-------- Document section

We run a randomized controlled trial (RCT) and employ regression analysis to identify the effect of the treatment. The first outcome variable is calculated as a sum score of three sub-scales from the CDMSE short form (Betz & Taylor 1983). The second outcome variable (degree specificity) is coded as dichotomous variable that indicates whether someone intends to choose a popular study programme or not. Standard socio-demographic control variables (gender, age, migration background, SES of the parents) are included in the analysis. Moreover, we additionally include a pre-treatment measure of the outcome variable in our analysis. To estimate the treatment effect, we perform instrumental variable (two-stage least squares) estimation with the actual treatment status as (endogenous) independent variable and the assignment to treatment as instrument to account for endogenous non-compliance. Moreover, we combine this estimation technique with a recent adaption of the random forest algorithm as suggested by Athey et al. (2017) to account for effect heterogeneity. This approach enables a non-parametric estimation of effect heterogeneity, i.e. it quantifies the heterogeneity with respect to a set of covariates without imposing a functional form on the heterogeneity. From a practical point of view, this is of great importance as previous research has sometimes erroneously concluded that effect heterogeneity plays a minor role once it could not be modelled with parametric techniques. While a parametric test would of course give a more direct hint on the effectiveness of the treatment for certain sub-groups, the non-parametric counterpart is more flexible and can quantify the degree to which treatment effects differ between persons or groups of persons, even if it is hard to spot with parametric techniques.

----------------
-------- Information provided

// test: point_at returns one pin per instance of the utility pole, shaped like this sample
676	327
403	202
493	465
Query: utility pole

----------------

**What the task asks:** Reproduce the passage on the trial's analysis strategy word for word, in full.

**Exercise solution:**
We run a randomized controlled trial (RCT) and employ regression analysis to identify the effect of the treatment. The first outcome variable is calculated as a sum score of three sub-scales from the CDMSE short form (Betz & Taylor 1983). The second outcome variable (degree specificity) is coded as dichotomous variable that indicates whether someone intends to choose a popular study programme or not. Standard socio-demographic control variables (gender, age, migration background, SES of the parents) are included in the analysis. Moreover, we additionally include a pre-treatment measure of the outcome variable in our analysis. To estimate the treatment effect, we perform instrumental variable (two-stage least squares) estimation with the actual treatment status as (endogenous) independent variable and the assignment to treatment as instrument to account for endogenous non-compliance. Moreover, we combine this estimation technique with a recent adaption of the random forest algorithm as suggested by Athey et al. (2017) to account for effect heterogeneity. This approach enables a non-parametric estimation of effect heterogeneity, i.e. it quantifies the heterogeneity with respect to a set of covariates without imposing a functional form on the heterogeneity. From a practical point of view, this is of great importance as previous research has sometimes erroneously concluded that effect heterogeneity plays a minor role once it could not be modelled with parametric techniques. While a parametric test would of course give a more direct hint on the effectiveness of the treatment for certain sub-groups, the non-parametric counterpart is more flexible and can quantify the degree to which treatment effects differ between persons or groups of persons, even if it is hard to spot with parametric techniques.